**Directions:**
Copy out every entry below, substituting "Mark" for "Indicate" wherever it occurs and leaving everything else unchanged. Omit the pictures.

[Entries from a point labeling set]
● ● ●

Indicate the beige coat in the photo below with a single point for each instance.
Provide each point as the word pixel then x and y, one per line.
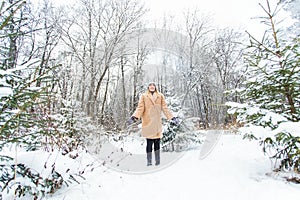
pixel 149 109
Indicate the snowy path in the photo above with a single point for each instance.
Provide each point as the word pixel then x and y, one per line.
pixel 235 170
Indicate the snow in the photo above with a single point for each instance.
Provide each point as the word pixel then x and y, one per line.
pixel 234 169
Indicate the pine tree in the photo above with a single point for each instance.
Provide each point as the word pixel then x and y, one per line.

● ● ●

**Task result:**
Mark the beige coat in the photo below with a single point for each instance.
Provide each point as the word pixel then x and y, one per line.
pixel 149 109
Mark the snowy path in the photo above with a single point for each instance.
Provide each point as the word pixel then x and y, one per line.
pixel 235 170
Mark the snow in the photo above with a single point for each instance.
Provide each point as the word pixel then x and y, one per line.
pixel 234 169
Mark the pine tree in the photo above with a single point for each instance.
Provide each point as the word pixel then x and y, one per line.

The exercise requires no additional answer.